Records supplied:
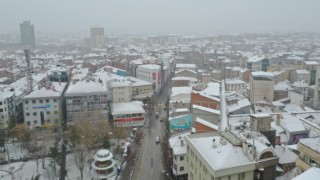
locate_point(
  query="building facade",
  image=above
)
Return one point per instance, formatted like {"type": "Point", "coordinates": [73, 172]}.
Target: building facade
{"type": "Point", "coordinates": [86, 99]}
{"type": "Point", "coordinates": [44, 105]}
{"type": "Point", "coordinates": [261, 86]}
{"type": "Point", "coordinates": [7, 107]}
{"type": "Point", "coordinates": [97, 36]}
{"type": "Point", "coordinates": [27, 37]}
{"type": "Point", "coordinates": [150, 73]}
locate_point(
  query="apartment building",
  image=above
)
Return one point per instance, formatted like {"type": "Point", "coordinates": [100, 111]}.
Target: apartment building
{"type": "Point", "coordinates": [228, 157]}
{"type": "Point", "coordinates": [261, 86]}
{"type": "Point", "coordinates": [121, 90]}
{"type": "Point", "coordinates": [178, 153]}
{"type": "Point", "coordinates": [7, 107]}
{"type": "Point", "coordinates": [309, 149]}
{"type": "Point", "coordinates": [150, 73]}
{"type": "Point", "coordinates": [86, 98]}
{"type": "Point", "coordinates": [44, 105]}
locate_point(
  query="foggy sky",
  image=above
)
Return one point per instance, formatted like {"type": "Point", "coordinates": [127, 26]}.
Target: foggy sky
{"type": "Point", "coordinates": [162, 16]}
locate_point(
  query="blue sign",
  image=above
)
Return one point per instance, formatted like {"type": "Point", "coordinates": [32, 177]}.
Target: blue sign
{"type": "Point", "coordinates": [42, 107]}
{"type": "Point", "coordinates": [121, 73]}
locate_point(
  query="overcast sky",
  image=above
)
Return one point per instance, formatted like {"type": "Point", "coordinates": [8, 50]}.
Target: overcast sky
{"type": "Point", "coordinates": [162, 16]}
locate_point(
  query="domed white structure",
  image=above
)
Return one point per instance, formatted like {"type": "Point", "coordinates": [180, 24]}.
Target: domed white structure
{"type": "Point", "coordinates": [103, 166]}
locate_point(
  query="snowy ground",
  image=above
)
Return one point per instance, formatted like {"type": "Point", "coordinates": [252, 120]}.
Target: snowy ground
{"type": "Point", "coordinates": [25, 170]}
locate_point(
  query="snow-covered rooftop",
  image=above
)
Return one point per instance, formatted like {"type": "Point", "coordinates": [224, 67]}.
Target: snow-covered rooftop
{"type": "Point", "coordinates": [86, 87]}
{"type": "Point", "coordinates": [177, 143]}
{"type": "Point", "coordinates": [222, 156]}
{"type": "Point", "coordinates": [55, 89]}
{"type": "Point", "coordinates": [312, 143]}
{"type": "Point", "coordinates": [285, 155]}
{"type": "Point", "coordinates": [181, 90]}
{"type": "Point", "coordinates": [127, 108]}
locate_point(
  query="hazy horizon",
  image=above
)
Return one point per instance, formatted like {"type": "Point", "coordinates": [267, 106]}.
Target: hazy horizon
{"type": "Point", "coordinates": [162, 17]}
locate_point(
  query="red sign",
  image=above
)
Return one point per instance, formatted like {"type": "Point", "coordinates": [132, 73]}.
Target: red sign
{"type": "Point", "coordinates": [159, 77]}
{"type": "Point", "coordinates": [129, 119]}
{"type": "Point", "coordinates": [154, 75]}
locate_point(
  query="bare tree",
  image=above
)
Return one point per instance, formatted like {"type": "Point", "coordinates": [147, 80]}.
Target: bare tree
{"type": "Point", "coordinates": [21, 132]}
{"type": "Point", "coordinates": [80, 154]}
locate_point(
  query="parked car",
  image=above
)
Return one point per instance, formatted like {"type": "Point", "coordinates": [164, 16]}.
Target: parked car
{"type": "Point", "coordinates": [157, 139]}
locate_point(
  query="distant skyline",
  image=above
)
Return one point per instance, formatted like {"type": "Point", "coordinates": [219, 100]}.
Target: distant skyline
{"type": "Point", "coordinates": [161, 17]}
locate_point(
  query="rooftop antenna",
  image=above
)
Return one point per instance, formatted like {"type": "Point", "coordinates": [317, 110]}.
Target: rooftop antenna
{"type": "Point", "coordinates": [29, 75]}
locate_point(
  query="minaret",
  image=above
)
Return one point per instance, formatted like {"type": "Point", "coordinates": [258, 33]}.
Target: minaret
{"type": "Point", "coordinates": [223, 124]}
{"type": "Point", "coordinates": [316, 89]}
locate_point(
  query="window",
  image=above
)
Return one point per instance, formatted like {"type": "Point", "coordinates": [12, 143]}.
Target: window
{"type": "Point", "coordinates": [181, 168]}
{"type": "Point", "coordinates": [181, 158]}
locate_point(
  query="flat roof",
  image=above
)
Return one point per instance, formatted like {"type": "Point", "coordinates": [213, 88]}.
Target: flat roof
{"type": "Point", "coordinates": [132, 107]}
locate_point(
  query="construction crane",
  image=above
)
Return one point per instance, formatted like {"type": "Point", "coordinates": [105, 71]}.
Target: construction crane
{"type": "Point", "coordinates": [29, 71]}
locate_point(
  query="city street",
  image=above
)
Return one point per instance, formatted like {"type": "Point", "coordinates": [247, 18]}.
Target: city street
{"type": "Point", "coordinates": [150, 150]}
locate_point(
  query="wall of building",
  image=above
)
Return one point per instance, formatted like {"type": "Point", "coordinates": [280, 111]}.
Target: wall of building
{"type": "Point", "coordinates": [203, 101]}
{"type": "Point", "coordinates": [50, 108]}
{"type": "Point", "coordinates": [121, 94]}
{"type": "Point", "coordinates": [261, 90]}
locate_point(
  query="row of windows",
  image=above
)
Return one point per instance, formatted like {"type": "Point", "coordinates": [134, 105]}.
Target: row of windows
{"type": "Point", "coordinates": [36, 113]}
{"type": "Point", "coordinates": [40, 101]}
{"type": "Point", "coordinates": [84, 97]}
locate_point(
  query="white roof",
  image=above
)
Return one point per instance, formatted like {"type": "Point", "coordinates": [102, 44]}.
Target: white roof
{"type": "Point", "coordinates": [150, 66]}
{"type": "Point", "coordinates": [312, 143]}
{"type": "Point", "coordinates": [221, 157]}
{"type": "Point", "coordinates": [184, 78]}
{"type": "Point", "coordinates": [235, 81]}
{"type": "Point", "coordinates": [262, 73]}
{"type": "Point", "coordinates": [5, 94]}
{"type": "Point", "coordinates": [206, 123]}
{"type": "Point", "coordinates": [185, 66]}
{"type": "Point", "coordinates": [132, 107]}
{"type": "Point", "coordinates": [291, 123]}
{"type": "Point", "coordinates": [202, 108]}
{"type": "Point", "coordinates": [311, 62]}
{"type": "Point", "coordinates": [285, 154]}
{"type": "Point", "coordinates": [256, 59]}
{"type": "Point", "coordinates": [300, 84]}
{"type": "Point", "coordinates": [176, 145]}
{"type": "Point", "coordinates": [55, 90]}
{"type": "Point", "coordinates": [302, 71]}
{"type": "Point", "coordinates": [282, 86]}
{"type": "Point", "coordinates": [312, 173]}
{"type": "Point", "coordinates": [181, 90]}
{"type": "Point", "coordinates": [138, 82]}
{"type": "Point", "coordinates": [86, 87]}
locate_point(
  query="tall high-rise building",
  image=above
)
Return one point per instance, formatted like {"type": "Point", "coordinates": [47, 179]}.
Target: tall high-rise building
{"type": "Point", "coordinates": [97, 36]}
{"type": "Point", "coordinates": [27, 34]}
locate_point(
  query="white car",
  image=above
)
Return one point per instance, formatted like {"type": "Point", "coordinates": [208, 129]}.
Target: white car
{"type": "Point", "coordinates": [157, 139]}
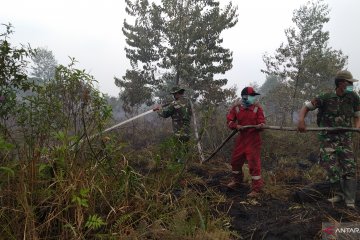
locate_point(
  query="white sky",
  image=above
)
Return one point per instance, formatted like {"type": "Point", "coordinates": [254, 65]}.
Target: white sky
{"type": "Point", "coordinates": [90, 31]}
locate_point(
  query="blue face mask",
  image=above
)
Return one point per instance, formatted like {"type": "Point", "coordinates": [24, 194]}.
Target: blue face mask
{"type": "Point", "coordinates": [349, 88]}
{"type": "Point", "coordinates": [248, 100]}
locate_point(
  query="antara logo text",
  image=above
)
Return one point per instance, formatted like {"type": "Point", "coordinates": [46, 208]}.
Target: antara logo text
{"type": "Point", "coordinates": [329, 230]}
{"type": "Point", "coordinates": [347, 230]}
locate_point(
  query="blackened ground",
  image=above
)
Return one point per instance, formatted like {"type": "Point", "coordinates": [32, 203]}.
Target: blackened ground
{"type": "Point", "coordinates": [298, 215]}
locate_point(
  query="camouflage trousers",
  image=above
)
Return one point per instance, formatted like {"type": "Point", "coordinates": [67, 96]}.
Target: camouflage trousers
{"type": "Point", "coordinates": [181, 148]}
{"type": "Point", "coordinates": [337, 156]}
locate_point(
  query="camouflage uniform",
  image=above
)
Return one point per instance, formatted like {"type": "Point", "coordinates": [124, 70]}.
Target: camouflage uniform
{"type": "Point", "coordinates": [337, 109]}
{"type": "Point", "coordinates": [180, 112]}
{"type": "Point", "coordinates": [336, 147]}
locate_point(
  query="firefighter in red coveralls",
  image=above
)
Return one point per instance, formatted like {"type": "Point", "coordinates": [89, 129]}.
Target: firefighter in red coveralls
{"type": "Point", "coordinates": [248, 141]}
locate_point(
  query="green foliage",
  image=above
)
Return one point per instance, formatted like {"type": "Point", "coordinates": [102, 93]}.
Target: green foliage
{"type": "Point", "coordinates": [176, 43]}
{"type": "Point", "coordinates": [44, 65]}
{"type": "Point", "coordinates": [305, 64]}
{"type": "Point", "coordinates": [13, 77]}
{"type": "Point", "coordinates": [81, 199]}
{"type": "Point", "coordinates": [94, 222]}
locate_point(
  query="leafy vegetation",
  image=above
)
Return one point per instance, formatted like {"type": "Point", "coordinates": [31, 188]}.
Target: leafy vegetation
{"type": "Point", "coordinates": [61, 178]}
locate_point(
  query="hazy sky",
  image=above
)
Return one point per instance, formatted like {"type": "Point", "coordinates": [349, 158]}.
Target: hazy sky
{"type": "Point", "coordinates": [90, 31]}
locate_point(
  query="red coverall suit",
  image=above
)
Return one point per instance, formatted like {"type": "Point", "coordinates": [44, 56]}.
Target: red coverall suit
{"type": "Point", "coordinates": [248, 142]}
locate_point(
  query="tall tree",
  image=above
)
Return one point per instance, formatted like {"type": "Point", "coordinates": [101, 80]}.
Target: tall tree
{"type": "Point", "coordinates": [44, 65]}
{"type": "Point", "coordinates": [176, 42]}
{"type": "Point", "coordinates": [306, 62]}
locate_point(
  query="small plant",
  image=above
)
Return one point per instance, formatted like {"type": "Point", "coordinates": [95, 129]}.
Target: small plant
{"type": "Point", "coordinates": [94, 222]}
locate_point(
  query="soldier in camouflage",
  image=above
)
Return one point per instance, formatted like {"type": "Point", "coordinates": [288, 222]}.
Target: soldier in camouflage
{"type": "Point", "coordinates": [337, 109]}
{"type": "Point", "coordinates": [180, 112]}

Task statement:
Locate every line in the data above that contains the word "leafy" and copy each one.

Answer to this task:
  query="leafy vegetation",
Target: leafy vegetation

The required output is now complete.